▼

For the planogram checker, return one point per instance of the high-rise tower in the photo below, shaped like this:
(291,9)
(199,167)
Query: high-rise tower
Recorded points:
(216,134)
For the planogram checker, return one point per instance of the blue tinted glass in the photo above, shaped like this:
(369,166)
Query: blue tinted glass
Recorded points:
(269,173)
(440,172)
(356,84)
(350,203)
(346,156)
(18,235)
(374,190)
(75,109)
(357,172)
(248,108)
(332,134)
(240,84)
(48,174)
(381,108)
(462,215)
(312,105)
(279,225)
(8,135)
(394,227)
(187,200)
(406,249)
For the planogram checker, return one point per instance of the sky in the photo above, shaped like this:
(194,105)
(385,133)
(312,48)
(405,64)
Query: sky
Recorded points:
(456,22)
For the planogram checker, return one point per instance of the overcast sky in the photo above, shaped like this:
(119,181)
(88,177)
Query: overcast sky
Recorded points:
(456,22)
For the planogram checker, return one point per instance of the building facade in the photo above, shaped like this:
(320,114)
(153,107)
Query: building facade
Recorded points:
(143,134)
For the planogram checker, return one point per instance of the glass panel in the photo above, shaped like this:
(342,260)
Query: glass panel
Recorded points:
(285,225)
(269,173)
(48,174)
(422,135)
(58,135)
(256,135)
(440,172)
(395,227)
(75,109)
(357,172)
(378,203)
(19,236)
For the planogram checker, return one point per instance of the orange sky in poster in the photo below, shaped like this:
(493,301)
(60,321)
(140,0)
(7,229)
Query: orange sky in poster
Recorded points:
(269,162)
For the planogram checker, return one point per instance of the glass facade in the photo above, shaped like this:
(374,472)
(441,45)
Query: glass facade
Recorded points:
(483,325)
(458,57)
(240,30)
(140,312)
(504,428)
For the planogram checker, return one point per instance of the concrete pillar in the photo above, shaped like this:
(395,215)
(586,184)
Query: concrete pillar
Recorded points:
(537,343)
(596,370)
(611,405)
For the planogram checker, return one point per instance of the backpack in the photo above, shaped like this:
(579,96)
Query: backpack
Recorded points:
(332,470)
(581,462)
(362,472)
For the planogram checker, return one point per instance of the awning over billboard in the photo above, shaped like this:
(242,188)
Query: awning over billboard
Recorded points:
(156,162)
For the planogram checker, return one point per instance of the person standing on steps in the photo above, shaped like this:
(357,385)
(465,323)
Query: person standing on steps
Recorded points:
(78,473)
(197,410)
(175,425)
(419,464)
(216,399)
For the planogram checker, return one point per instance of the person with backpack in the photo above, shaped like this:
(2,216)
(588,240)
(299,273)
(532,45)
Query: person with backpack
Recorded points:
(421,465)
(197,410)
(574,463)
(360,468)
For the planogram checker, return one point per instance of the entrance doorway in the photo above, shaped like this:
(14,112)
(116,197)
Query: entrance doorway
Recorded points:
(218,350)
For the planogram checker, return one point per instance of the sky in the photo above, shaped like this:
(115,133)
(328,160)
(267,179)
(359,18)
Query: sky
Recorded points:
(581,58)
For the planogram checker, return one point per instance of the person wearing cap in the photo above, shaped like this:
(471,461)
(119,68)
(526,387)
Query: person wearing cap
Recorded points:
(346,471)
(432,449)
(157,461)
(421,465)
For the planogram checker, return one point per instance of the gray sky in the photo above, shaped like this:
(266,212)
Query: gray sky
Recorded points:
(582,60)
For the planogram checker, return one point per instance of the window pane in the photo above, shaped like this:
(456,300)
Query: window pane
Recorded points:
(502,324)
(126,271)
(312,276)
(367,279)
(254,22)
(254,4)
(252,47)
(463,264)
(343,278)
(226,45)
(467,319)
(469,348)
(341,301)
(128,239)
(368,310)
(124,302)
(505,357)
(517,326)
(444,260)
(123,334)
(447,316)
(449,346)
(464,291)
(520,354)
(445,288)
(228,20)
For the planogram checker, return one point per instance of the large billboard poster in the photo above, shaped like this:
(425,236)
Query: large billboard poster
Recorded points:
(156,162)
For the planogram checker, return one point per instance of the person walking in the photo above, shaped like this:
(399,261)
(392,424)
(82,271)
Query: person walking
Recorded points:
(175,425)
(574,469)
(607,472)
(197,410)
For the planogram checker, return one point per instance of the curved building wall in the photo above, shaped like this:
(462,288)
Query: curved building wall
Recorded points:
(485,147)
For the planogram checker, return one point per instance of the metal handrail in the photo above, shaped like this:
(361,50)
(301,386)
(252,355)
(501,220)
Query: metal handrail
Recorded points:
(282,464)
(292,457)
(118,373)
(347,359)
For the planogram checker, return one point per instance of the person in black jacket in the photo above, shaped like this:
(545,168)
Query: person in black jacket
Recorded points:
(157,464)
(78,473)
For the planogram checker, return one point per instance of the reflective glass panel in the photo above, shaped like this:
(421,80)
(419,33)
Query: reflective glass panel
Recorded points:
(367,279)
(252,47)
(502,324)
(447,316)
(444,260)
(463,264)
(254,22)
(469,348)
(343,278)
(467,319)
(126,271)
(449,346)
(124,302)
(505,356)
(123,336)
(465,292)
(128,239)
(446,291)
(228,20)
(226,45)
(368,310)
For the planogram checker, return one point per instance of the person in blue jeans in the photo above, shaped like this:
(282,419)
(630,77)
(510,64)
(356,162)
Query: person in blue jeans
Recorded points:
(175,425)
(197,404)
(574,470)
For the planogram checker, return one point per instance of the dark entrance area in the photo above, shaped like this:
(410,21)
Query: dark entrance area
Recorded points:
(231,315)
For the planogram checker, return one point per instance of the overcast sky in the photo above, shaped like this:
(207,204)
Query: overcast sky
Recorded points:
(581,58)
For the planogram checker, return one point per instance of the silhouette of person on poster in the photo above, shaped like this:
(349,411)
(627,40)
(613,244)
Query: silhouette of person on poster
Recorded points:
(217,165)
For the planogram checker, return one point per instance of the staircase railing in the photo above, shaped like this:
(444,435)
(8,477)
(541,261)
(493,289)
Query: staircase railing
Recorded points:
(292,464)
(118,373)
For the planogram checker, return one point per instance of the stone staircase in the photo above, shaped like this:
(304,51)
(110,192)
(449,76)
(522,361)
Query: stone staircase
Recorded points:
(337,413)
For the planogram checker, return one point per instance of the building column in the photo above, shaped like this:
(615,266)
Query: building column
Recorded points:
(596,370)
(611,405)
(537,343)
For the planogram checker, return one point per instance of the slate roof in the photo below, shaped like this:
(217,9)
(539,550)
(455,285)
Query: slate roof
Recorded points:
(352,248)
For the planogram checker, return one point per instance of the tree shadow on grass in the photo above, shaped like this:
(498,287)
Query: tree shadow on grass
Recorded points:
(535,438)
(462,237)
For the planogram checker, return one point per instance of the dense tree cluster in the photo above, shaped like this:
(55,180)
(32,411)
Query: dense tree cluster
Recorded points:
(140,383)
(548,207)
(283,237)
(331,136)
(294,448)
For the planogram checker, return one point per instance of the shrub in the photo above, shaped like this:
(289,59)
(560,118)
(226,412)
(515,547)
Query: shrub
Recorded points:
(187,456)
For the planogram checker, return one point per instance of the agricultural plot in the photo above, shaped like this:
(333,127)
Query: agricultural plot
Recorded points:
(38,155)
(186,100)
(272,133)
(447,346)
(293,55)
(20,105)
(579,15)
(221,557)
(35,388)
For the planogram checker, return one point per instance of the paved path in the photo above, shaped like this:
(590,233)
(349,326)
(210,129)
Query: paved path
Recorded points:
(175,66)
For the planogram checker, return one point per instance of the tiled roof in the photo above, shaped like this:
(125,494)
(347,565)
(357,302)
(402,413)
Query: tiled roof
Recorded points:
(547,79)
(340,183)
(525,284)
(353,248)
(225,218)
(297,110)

▲

Looking at the listing above, count the lines that contain "orange" and give nothing but the number.

2